-------- RECORDS SHOWN --------

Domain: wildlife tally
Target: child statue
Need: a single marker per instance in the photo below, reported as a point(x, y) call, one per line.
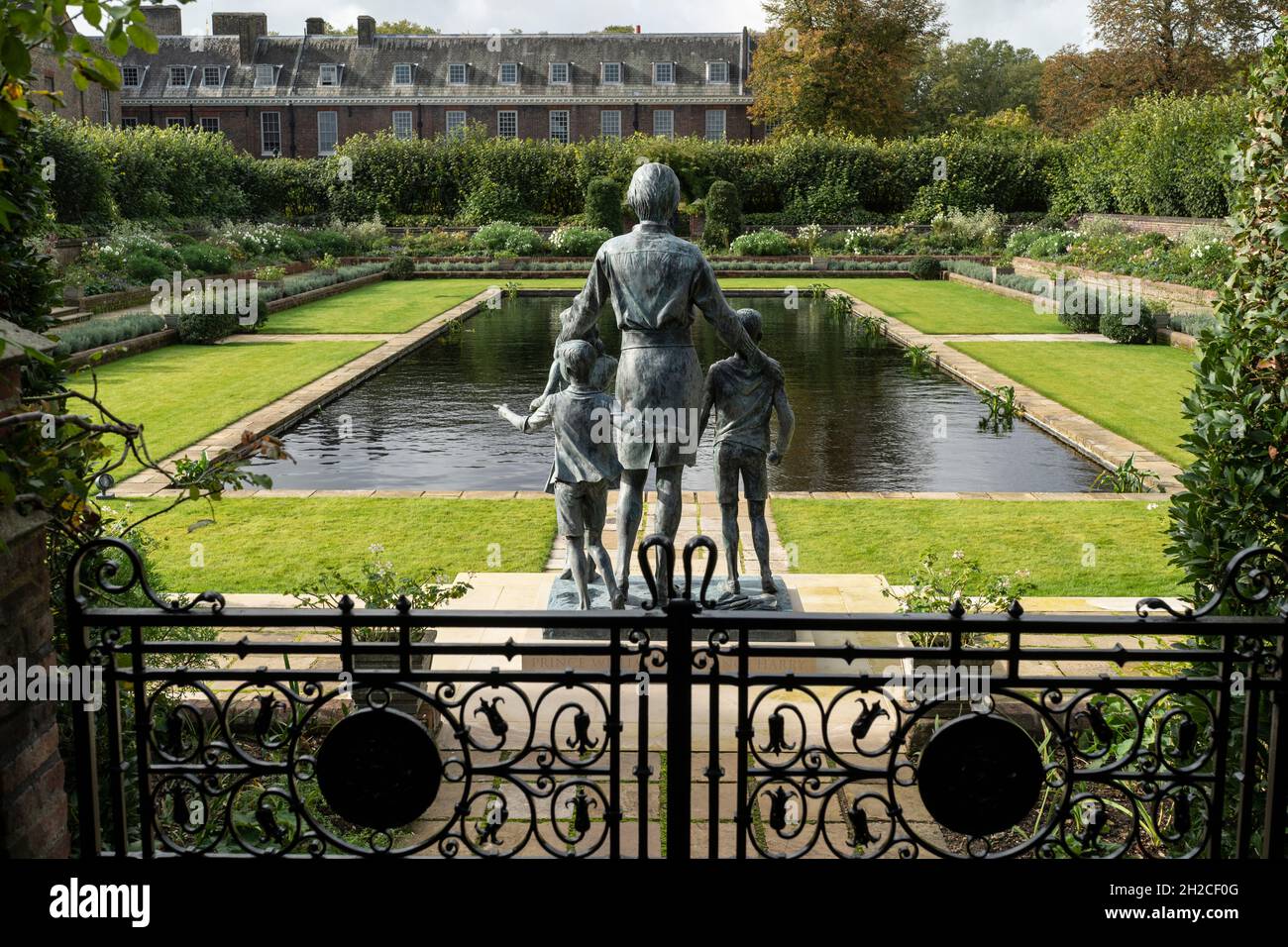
point(742, 393)
point(587, 464)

--------

__TASK INSTRUCTIONS__. Drop the pictures, then write out only the lines running from the one containing "Target: child statue" through the last line above, both included, exactly.

__COMPLETED EXERCISE__.
Target: child statue
Need: a single marker per instance in the photo below, reported as a point(x, y) call, one per line.
point(742, 393)
point(587, 464)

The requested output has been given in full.